───── Dataset extract ─────

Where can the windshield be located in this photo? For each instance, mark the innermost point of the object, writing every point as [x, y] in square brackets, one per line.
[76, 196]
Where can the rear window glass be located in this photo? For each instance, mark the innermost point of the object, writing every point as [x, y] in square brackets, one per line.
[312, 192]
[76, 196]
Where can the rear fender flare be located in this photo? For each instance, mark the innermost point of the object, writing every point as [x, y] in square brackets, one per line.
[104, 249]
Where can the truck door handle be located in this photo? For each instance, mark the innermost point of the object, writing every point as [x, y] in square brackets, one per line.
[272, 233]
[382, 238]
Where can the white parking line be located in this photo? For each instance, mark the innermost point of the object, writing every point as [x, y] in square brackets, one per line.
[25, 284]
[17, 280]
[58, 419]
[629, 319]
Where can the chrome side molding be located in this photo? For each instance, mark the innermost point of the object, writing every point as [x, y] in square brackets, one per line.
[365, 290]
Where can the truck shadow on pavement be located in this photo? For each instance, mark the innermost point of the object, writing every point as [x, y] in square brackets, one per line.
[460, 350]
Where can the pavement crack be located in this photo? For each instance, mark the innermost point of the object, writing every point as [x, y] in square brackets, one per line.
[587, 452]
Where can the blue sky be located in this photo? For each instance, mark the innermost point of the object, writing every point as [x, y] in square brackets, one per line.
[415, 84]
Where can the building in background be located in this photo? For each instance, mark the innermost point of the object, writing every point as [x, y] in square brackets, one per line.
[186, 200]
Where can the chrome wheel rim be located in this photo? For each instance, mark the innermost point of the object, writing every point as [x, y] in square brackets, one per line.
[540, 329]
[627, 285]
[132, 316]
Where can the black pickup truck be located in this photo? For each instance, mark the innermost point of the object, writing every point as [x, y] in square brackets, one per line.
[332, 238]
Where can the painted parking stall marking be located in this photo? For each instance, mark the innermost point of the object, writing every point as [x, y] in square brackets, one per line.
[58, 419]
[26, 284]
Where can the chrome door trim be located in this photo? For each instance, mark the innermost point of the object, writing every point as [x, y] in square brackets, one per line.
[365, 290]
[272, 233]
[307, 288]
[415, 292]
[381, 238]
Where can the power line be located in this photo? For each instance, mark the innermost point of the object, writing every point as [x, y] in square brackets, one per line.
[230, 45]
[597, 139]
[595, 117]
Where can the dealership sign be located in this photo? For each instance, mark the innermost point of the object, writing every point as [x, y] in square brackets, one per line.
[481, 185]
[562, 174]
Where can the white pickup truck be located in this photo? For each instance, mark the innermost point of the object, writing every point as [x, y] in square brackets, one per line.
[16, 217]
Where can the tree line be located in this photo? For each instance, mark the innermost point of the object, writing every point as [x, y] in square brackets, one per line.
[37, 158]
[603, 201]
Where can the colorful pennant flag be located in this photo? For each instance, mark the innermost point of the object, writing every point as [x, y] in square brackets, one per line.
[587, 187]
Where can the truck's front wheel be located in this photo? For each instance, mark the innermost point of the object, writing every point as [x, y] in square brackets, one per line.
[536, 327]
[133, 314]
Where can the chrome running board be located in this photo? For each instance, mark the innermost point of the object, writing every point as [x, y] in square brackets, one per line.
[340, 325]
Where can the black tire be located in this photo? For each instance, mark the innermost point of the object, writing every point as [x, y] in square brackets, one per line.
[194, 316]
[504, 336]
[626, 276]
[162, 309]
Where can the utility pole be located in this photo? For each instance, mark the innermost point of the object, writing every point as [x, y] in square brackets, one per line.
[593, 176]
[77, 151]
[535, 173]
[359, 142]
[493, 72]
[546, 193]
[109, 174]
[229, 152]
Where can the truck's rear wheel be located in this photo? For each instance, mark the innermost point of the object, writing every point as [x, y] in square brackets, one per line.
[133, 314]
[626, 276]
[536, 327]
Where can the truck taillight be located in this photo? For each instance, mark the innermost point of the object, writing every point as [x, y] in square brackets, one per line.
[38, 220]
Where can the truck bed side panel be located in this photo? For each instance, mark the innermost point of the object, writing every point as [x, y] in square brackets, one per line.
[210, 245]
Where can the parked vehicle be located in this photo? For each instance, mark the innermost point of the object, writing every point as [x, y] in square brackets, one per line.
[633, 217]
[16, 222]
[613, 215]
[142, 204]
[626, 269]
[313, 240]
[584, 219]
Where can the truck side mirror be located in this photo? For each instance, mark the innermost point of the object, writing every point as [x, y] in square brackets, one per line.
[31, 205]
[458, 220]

─────

## What to produce
Starting at the line that contains "Where can the truck taillight", print every line through the end of the listing, word for word. Leave out all the rest.

## Response to this task
Where can the truck taillight be located in this photo? For each instance, mark the innermost point of the object, writing every point as [x, y] in square brackets, one per line.
[38, 220]
Where can the truck bed side panel be located in this photo? For each instance, mark the innermost point of the object, writing every point as [x, y] in square brackets, one per line.
[210, 245]
Where can the parked vehicle be located in this photo? For each instance, mark the innermost point of the object, writing every point as [x, y] in square brackets, one per line.
[633, 217]
[16, 222]
[613, 215]
[142, 204]
[626, 269]
[313, 240]
[584, 219]
Where can the truck side mirror be located in this photo? For each instance, mark the innermost point of the object, writing every point as [x, y] in square brackets, one per line.
[31, 205]
[458, 220]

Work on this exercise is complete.